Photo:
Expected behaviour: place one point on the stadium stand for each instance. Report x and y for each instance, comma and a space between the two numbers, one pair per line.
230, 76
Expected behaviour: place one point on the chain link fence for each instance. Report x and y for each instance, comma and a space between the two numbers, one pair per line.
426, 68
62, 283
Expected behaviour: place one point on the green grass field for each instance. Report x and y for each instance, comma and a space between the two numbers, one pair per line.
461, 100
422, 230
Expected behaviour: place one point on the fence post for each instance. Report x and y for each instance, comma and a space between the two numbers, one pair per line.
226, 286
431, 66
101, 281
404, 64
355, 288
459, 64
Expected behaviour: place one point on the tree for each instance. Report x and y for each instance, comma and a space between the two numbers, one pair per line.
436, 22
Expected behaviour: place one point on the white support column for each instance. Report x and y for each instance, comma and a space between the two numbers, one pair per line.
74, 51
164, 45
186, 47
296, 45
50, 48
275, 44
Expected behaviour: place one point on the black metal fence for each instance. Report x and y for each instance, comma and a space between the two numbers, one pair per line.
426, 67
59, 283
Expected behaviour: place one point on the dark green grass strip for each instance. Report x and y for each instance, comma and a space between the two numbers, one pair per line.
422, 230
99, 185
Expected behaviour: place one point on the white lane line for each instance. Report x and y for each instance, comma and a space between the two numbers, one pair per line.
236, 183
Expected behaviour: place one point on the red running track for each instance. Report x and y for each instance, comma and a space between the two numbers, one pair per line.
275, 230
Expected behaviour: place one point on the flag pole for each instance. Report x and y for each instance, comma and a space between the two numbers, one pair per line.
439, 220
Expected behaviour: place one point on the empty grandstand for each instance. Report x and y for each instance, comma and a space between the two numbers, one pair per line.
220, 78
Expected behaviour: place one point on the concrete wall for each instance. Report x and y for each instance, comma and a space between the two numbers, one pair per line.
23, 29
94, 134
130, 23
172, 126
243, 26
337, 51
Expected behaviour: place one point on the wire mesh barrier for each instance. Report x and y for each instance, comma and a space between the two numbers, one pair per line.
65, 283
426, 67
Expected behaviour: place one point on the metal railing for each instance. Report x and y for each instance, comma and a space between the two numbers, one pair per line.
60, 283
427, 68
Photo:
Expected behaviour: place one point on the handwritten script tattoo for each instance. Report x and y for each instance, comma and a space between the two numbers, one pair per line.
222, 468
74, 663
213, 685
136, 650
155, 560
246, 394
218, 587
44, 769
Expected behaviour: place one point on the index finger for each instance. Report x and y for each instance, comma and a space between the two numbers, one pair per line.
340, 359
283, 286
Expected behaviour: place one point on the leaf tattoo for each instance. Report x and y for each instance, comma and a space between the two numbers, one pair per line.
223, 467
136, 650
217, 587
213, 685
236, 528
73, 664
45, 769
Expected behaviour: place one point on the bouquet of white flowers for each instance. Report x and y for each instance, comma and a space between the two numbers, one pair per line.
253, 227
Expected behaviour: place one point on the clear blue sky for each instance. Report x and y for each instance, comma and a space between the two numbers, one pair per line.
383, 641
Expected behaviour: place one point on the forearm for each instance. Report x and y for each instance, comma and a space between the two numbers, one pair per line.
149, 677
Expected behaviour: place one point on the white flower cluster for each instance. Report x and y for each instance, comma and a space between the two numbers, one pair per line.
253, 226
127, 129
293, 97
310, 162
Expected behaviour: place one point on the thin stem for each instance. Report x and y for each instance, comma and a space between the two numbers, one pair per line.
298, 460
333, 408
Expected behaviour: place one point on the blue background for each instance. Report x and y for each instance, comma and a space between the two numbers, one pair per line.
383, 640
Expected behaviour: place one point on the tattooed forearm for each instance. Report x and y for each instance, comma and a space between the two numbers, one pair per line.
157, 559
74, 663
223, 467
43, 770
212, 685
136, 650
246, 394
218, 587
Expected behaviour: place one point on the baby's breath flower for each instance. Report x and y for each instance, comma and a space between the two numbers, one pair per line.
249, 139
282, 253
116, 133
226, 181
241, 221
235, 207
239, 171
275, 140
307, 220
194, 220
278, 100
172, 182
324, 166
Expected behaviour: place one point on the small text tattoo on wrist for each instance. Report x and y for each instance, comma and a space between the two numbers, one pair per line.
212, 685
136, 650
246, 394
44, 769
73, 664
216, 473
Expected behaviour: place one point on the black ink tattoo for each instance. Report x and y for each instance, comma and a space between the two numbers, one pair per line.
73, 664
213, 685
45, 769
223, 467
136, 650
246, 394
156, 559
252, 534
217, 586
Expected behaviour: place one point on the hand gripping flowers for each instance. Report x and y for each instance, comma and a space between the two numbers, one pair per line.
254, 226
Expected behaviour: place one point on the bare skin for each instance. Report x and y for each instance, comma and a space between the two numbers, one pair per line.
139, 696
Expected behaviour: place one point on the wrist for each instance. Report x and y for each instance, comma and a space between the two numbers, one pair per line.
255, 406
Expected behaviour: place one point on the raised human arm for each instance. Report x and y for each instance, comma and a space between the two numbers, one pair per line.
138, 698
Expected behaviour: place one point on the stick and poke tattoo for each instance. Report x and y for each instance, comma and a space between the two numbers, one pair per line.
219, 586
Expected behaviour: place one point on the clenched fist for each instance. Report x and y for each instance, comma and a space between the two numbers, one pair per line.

-*-*-

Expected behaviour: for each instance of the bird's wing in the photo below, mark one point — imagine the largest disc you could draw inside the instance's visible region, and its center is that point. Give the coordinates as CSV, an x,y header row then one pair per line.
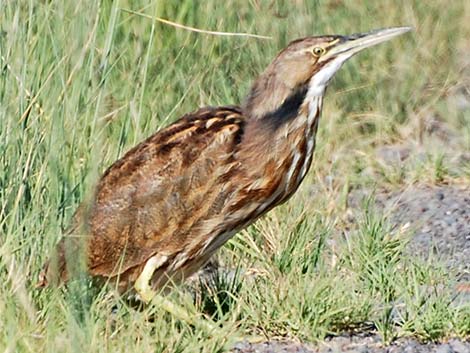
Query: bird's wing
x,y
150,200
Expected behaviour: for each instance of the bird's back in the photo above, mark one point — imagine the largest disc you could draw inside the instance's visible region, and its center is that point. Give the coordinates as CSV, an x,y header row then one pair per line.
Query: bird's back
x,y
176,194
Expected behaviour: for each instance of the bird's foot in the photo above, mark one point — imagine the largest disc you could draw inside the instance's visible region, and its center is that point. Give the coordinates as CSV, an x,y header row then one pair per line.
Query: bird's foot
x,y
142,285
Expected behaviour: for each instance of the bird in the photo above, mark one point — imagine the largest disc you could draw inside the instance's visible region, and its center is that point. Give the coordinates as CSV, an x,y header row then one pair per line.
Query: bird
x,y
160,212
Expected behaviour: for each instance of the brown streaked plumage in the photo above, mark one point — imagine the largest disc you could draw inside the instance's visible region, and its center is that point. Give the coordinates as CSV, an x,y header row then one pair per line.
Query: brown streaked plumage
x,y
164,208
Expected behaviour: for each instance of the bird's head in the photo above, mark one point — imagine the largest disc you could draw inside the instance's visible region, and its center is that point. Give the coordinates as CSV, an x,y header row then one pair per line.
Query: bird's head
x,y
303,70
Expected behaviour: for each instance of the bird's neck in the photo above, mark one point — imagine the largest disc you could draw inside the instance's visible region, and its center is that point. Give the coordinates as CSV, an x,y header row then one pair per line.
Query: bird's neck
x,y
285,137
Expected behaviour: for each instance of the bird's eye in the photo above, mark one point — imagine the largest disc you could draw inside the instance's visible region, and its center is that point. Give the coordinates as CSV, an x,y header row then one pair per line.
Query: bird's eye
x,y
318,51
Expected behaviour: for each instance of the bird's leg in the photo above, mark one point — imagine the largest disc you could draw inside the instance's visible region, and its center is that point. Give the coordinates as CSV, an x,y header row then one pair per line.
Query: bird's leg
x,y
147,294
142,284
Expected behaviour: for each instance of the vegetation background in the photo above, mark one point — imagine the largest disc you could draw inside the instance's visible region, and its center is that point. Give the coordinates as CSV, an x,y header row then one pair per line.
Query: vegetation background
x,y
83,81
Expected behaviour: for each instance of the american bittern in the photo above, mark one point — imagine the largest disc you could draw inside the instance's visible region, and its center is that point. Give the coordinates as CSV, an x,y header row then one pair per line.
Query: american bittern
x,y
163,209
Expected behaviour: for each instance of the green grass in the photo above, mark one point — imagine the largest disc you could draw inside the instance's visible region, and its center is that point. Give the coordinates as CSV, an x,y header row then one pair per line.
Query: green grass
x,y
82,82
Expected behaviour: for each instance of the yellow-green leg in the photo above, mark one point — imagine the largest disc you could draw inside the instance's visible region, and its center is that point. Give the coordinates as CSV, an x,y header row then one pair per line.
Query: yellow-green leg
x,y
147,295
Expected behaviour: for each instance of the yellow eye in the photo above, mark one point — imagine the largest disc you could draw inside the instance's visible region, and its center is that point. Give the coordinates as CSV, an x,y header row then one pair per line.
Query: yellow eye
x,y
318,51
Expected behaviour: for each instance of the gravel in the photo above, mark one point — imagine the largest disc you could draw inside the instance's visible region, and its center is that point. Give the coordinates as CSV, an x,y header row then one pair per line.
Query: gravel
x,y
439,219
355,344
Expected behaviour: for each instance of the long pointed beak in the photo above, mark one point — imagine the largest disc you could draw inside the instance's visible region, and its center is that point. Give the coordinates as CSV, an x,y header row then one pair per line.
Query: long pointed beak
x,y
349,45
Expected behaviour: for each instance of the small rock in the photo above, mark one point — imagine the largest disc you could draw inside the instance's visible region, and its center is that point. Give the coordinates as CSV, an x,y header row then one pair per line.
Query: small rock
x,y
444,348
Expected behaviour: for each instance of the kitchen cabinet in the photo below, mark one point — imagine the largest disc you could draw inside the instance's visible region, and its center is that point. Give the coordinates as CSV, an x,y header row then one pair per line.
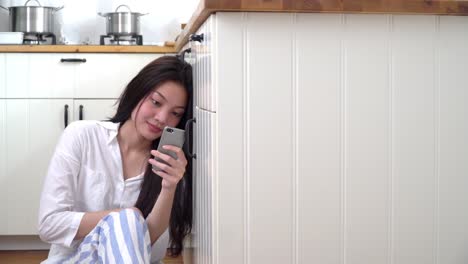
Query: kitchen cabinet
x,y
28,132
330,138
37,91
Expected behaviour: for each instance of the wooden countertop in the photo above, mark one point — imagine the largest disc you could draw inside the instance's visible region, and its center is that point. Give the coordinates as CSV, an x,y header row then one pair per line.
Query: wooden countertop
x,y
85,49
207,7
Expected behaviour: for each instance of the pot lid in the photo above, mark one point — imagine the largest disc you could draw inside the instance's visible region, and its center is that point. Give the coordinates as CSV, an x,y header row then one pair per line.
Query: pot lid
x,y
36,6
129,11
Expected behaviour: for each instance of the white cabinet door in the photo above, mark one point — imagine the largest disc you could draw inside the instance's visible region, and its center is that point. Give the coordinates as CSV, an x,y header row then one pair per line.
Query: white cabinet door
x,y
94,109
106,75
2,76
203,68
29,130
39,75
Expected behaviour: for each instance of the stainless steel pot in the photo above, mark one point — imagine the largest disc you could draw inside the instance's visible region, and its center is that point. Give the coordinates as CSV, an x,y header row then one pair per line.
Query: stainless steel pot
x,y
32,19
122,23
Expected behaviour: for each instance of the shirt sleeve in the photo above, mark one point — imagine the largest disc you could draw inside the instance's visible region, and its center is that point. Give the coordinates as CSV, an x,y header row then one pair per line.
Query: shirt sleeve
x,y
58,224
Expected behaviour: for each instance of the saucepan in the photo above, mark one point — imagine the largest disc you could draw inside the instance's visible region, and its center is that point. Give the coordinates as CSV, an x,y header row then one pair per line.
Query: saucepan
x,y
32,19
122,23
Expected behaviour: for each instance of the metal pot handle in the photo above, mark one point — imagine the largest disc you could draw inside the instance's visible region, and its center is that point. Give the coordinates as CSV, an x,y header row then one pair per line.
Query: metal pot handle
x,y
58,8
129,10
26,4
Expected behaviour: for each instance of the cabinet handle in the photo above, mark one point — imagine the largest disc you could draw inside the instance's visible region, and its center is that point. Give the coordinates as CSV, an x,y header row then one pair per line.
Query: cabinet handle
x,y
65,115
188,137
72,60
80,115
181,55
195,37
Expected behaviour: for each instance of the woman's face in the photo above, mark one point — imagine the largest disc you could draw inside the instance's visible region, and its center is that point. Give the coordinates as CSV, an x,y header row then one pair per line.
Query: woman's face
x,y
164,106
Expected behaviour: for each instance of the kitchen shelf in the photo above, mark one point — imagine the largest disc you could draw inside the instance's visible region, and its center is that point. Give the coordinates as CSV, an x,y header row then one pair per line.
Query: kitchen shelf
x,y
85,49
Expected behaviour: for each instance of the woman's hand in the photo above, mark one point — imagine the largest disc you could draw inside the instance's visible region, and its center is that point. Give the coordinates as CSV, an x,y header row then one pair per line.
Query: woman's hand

-*-*-

• EXERCISE BRIEF:
Gather every line of the records that contains the word "kitchen", and copy each of those lines out in full.

• ANSWER TO THIS EXERCISE:
Expected behaviour: for each instance of the kitchen cabinet in the photo below, mark one point — imagine the largest disc you could draw inside the instance's visible region, and its center is that point. Give the coordinates as CSV, an x,y header row then one pair per line.
Query: kitchen cabinet
Expected behaviour: for each instance of the kitchen shelf in the photo above, mark one point — imagine the largest disc you could draw inside the instance's visible region, and its center is that point. Give the coordinates as CSV, an x,y header row then one pair per line.
Query: kitchen shelf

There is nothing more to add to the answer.